Задание 1:
Определите, соответствуют ли фрагменту о поэзии Яненко утверждения (а), (б) и (в). Для каждого ответьте «да» или «нет» и приведите решающие слова фрагмента дословно.
(а) Тему воспоминаний о пригородном детстве и юности автор считает шаблонной.
(б) Круг поклонников Яненко на Алтае постепенно стихает.
(в) Для молодых любителей поэзии из литературных студий Яненко стал кумиром.
Задание 2: Перескажите фрагмент о поэзии Яненко в двух предложениях.
Задание 3: Продолжите фрагмент о поэзии Яненко с того места, на котором он заканчивается.

Фрагмент текста:
☆ ☆ ☆ ☆ ☆ ☆ ☆

Да и мотивы сплошь традиционны для советской поэзии застоя: дорога, судьба, азарт, риск, крайние положения. Так сказать, человек проступает в своей истинности на вираже. Несколько выбивалось из колеи, но лишь на фоне официальной поэзии, что поэт резко заявляет о своем презрении к деяниям сильных мира сего, а еще больше к той поэтической школе, весьма распространенной в России, которая главную цель поэзии видела в восхвалении начальников, какими бы они ни были, и какую бы политическую или идеологическую оболочку они ни принимали.
 
Его стих скуп, образы резки и порой гротескны, он пишет типа "сказал как отрезал". Иногда его стихи как стон, иногда как бросок в лицо колючих фраз.
 
Другая постоянная тема его творчества -- воспоминания о пригородном детстве и юности, хотя и весьма обильная в плане урожая строк, но, как мне кажется, шаблонная.
 
Так что особых достоинств у Яненко я не видел.
 
Однако, постепенно точка зрения менялась. К поэту заставлял присмотреться уже такой упрямый факт, как то, что круг его поклонников на Алтае, причем не из числа друзей, родственников и знакомых, никак не стихает. А для такого антилитературного региона как наш, неприлично и несоразмерно, вроде бы с яненковским дарованием, велик. Особенно меня, поражает, что он, как и Капустин, является буквально кумиром молодых ребят и девчат, которых одолевает зуд поэзии и которые кучкуются вокруг разных литературных студий, "Ликбеза" там, "Струн сердца" (кружок любителей поэзии при местном университете), "Бийских волн" и множества других.
 
И кроме того, его поэзия, если разложенная по полочкам художественных средств, образов и мотивов, и в самом деле не впечатляет, то взятая в целом заражает энергетикой, не дает от себя отмахнуться:
 
Я -- файтер. Жизнь меня учила.
Да так учила -- в дых и в пах.
Самонадеянность лечила
в прижимах и на шиверах.
 
Мотор заклинило. И стонет
весло в руке. Осознаешь:
здесь рефлектировать не стоит --
живешь, покуда жилы рвешь!
 
Расслабишься -- сломает ветер,
сомнет, закружит, понесет.
Ты сам -- единственный на свете,
кто переможет и спасет.

☆ ☆ ☆ ☆ ☆ ☆ ☆

Строки:
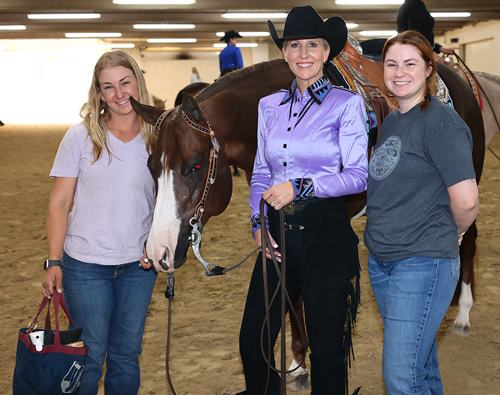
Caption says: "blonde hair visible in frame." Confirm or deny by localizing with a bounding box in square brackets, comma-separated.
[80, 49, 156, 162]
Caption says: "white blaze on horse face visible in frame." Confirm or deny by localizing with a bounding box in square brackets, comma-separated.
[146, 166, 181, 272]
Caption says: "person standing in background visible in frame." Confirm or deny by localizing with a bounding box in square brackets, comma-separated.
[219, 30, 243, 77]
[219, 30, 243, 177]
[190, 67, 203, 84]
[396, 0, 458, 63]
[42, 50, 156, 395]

☆ ☆ ☆ ☆ ☆ ☆ ☆

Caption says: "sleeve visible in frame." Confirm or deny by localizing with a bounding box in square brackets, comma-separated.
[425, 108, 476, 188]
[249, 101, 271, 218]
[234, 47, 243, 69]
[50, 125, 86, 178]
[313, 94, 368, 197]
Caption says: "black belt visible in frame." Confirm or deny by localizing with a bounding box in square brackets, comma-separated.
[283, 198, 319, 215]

☆ ☆ ☆ ☆ ☆ ☆ ☆

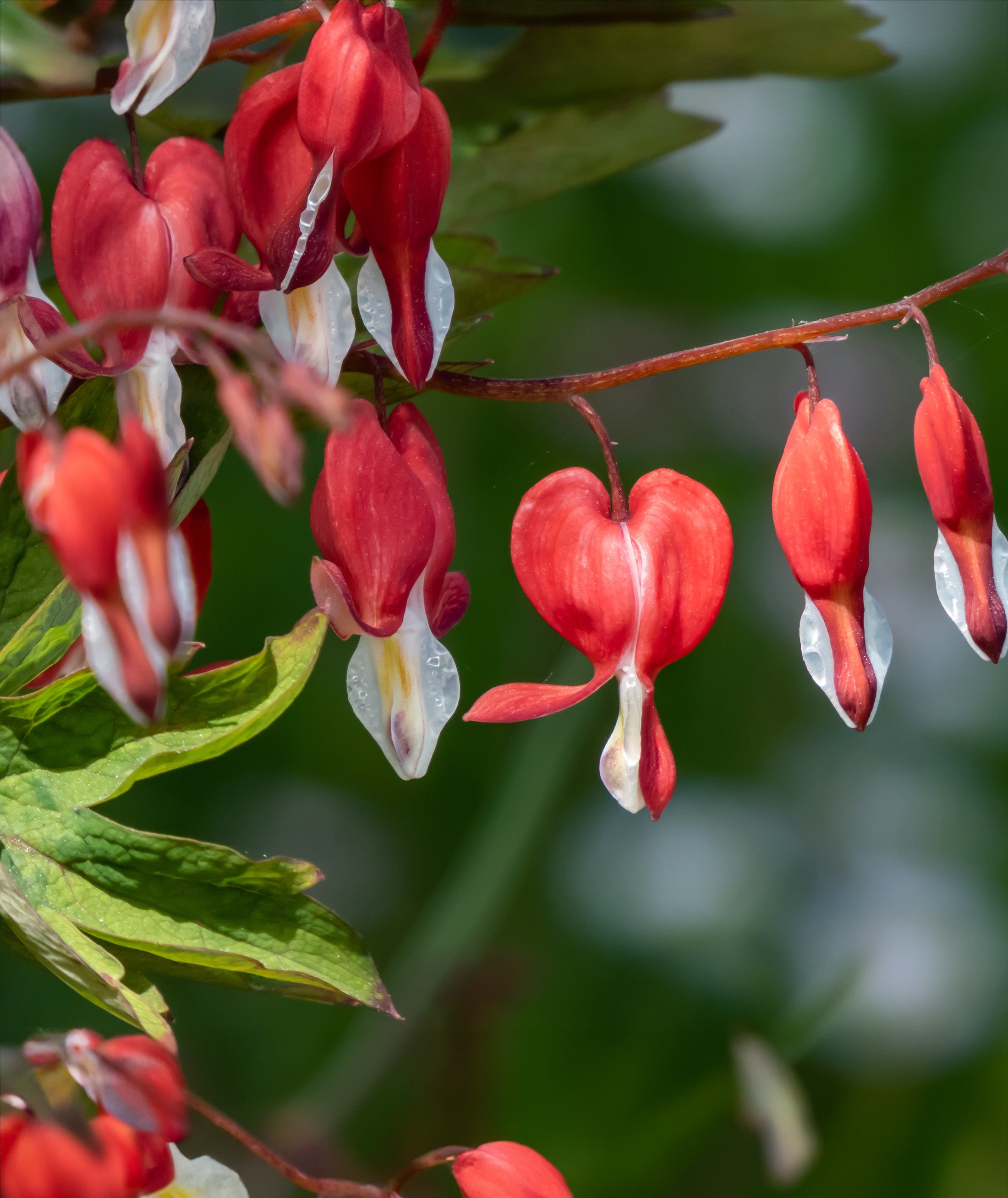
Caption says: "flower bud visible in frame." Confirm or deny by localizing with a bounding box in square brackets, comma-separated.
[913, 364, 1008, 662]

☆ ☆ ☆ ☆ ☆ ☆ ☆

Ответ 1:
(а) Да: «но, как мне кажется, шаблонная».
(б) Нет: «никак не стихает».
(в) Да: «является буквально кумиром молодых ребят и девчат».

Ответ 2: Сначала автор не видел у Яненко особых достоинств: мотивы его стихов традиционны для поэзии застоя, стих скуп и резок, а тема воспоминаний о детстве и юности кажется шаблонной. Постепенно мнение автора менялось: круг поклонников поэта на Алтае, особенно среди молодежи, не стихает, а его поэзия, взятая в целом, заражает энергетикой.

Ответ 3:
И в гололед на перевале,
когда судьба твоя юзит, --
не убирать ступню с педали!
Вперед и вверх! Не тормозить!
 
Словом, "наиболее притягательная вещь в книге стихов не отдельные произведения, но сильная человеческая индивидуальность, прячься она за безупречной или шероховатой работой - без разницы. Она выглядывает из множества масок, прекрасных или гротескных, и не всегда удачных" (Уайльд).
 
Тема искусства также представлена в творчестве Яненко, хотя и немногочисленно, но довольно-таки содержательно и значимо.
 
Яненко отстаивал не столько поэзию, сколько право на поэзию в беспоэтической провинциальной советской и постсоветской среде, я бы сказал в барнаульских условиях, где на улице всегда пыль (или грязь, когда пройдет дождь), а на небе серые тучи с редким тусклым солнцем. Преодолеть безысходность -- пожалуй, главная цель провинциального поэта, как шилом под зад толкает его творчество, стимулируя его горькие излияния.
 
При этом поэт и человек были для него в одном лице: как пишешь, так и живешь. И даже не так. Как пишешь, так и живи, как живешь, так и пиши -- были для него непреодолимыми максимами. Однажды между нами даже вспыхнул спор по этому поводу. Тогда в издательстве Яненко прочитал свое стихотворение:
 
На то она киноактриса --
чужие говорит слова,
рискует там, где нету риска,
она и мертвая -- жива.
 
Горюет милыми слезами,
как будто вправду что болит.
А кто-то плачет в темном зале
светло и горестно, навзрыд".
 
Все, конечно, заохали, завосхищались, как здорово, как верно. А я, как всегда влез со своим особым мнением, густо настоенном на "Парадоксе об актере" и статьях Уайльда:
 
-- Ну и дурак, что плачет навзрыд. Он просто культурно невоспитан. Каждому известно, что изображение чувства - это одно, а подлинное чувство - другое. Между художником и материалом всегда должна быть дистанция. Иначе ни фига не получится.
 
-- Не знаю, -- возразил Яненко, -- я всегда пишу только то, что переживаю в момент писания. Если я пишу о Севере, то меня буквально бьет колотун от холода или не могу видеть, как будто мошка залепляет глаза в натуре. Если этого нет, то я бросаю писать -- правды в таких стихах не будет.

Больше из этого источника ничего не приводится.